Task directions:
With nothing left out, repeat every entry exactly.
== Segment start ==
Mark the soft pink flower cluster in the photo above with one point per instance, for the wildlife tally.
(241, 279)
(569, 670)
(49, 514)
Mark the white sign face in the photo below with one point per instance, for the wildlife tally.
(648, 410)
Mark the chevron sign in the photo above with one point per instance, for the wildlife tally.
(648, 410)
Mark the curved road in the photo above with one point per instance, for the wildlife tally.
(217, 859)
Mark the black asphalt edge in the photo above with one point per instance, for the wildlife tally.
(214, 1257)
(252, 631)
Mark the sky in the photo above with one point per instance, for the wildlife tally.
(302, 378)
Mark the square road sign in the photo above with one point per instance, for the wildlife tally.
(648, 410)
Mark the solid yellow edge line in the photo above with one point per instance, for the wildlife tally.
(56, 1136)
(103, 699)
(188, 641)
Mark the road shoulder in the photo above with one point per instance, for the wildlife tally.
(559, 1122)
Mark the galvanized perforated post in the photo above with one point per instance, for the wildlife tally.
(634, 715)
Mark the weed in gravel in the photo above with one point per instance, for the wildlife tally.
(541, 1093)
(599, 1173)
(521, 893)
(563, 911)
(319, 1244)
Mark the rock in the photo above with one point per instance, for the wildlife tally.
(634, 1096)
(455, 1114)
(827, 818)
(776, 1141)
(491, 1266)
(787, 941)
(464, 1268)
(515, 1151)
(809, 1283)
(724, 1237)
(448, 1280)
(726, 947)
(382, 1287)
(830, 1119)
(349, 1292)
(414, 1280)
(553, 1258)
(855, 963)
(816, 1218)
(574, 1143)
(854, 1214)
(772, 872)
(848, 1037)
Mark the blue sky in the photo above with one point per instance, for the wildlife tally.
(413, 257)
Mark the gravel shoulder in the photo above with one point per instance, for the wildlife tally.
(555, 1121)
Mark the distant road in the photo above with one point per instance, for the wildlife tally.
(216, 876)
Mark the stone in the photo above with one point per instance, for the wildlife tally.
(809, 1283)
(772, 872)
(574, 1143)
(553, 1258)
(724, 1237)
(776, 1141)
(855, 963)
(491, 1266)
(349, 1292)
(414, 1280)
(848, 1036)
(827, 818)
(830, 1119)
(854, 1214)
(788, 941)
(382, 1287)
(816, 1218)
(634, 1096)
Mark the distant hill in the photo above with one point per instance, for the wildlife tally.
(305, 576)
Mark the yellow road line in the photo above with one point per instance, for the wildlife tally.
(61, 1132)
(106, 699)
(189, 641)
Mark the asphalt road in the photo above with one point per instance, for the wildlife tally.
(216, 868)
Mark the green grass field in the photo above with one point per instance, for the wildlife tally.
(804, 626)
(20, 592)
== Segment end ==
Solution below:
Mark the soft pink flower cluster in the photo above with one point per instance, for the wildlife tally.
(241, 279)
(569, 670)
(49, 514)
Mark the white sign face in the photo below with one point per instance, for the wildlife tally.
(648, 410)
Mark the chevron sign in the photo above with one point per instance, for the wildlife tally.
(648, 410)
Mark the curved road in the photo above with one point per instance, for the wildlife tally.
(217, 859)
Mark the black asphalt edge in the photo above with one point per instance, for the wildlife tally.
(214, 1257)
(252, 631)
Mark the sky in the photo above with one point per instance, for the wildlife tally.
(302, 378)
Mark the square road sign in the photo above with one point per instance, for the wildlife tally.
(648, 410)
Mark the solid yellow edge line in the photo above with one point per instance, for the wildlife tally.
(56, 1136)
(103, 699)
(188, 641)
Mark the road shoulder in the photo above with one point per instance, for the wildlife tally.
(559, 1122)
Mark the galvanized perforated post in the photo above with one point per instance, for the wildlife tally.
(634, 715)
Mark the weed in gravel in the photo above with one point per instance, for the wildlife tally.
(541, 1093)
(599, 1173)
(521, 893)
(563, 911)
(319, 1244)
Mark the rock in the photo above with one point per instance, for the wildlife tally.
(634, 1096)
(455, 1114)
(827, 818)
(776, 1141)
(491, 1266)
(787, 941)
(464, 1268)
(515, 1151)
(809, 1283)
(724, 1237)
(448, 1280)
(726, 947)
(382, 1287)
(830, 1119)
(349, 1292)
(414, 1280)
(553, 1258)
(855, 963)
(816, 1218)
(574, 1143)
(854, 1214)
(772, 872)
(848, 1037)
Mark the blue sky in the photo above with one point per instance, for the wildlife tally.
(413, 257)
Mark the gravel shoulder in the photo above with one point per instance, for the wildlife tally.
(555, 1121)
Mark the distant road in the photo above with one point per instance, for the wildlife tally.
(216, 876)
Mark the stone in the photo above with one point per instance, for the wildlife tally.
(809, 1283)
(772, 872)
(574, 1143)
(553, 1258)
(724, 1237)
(776, 1141)
(855, 963)
(491, 1266)
(349, 1292)
(414, 1280)
(848, 1036)
(827, 818)
(830, 1119)
(854, 1214)
(788, 941)
(382, 1287)
(816, 1218)
(634, 1096)
Mark the distant hill in the photo above with one point per instance, for the wildlife tally.
(305, 576)
Mark the yellow road line in the photo above with one point per instance, for the wildlife tally.
(61, 1132)
(106, 699)
(189, 641)
Mark the asphalt road in the photo above with one point per instance, for the wildlife tally.
(216, 868)
Mark the green grass field in the photo above with one point per instance, for the wildlife tally.
(804, 626)
(20, 592)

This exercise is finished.